■ **Extracted material**
.....
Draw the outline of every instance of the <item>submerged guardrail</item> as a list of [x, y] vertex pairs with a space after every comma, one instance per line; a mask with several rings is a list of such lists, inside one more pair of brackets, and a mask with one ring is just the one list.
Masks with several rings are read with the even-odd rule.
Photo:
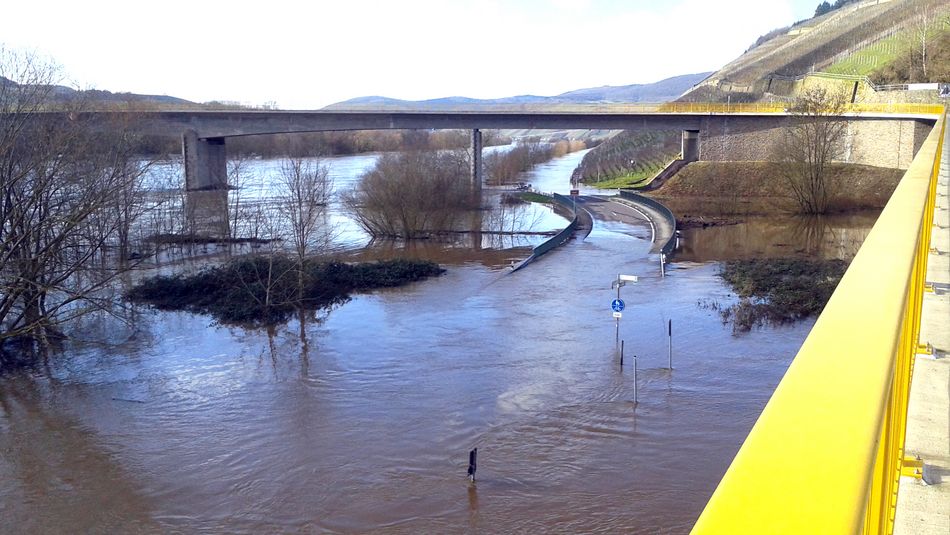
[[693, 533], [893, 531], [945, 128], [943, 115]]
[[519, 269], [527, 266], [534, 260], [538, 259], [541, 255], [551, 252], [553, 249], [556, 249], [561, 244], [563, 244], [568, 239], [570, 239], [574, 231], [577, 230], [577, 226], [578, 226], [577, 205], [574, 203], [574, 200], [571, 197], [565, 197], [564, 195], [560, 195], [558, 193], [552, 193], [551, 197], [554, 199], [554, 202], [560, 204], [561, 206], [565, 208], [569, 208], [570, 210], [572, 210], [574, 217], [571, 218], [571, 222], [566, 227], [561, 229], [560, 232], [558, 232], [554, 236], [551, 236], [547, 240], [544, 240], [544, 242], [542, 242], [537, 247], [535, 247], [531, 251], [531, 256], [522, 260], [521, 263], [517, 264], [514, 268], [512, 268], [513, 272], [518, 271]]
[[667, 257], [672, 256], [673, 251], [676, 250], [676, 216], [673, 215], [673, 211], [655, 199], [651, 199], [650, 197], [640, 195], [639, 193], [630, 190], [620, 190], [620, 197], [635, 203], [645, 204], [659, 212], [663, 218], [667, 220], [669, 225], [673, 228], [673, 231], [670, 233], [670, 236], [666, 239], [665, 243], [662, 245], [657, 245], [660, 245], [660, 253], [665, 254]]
.....
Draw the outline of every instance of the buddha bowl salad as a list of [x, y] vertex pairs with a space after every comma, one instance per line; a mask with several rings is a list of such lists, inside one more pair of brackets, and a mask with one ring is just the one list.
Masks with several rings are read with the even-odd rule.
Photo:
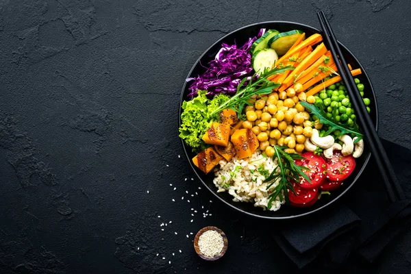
.....
■ **Exercise**
Could you set down, word for word, the lines starting with the one that contains "Draw the outline of every instance of the <item>submerged" and going on through the one that contains "253], [665, 254]]", leaving the pictures out of your answer?

■ **Correct answer**
Draw the outline of every instance of the <item>submerged guardrail</item> as a list of [x, y] vertex pairs with a space after every comma, one instance per line; a mask with several rings is a list of such lists, inside one more pair of brackets, and a mask with one ring is just the one list.
Masks with several rings are read with the even-odd rule.
Photo:
[[693, 533], [893, 531], [945, 128], [943, 115]]
[[519, 269], [527, 266], [534, 260], [538, 259], [541, 255], [551, 252], [553, 249], [556, 249], [561, 244], [563, 244], [568, 239], [570, 239], [574, 231], [577, 230], [577, 226], [578, 226], [577, 205], [574, 203], [574, 200], [571, 197], [565, 197], [564, 195], [560, 195], [558, 193], [552, 193], [551, 197], [554, 199], [554, 202], [560, 204], [561, 206], [565, 208], [569, 208], [570, 210], [572, 210], [574, 217], [571, 218], [571, 222], [566, 227], [561, 229], [560, 232], [558, 232], [554, 236], [551, 236], [547, 240], [544, 240], [544, 242], [542, 242], [537, 247], [535, 247], [531, 251], [531, 256], [522, 260], [521, 263], [517, 264], [514, 268], [512, 268], [513, 272], [518, 271]]
[[667, 257], [672, 256], [673, 251], [676, 250], [676, 216], [673, 215], [673, 211], [655, 199], [651, 199], [650, 197], [640, 195], [639, 193], [630, 190], [620, 190], [620, 197], [635, 203], [645, 204], [659, 212], [663, 218], [667, 220], [669, 225], [673, 228], [673, 231], [670, 233], [670, 236], [666, 239], [665, 243], [662, 245], [657, 245], [660, 245], [660, 253], [665, 254]]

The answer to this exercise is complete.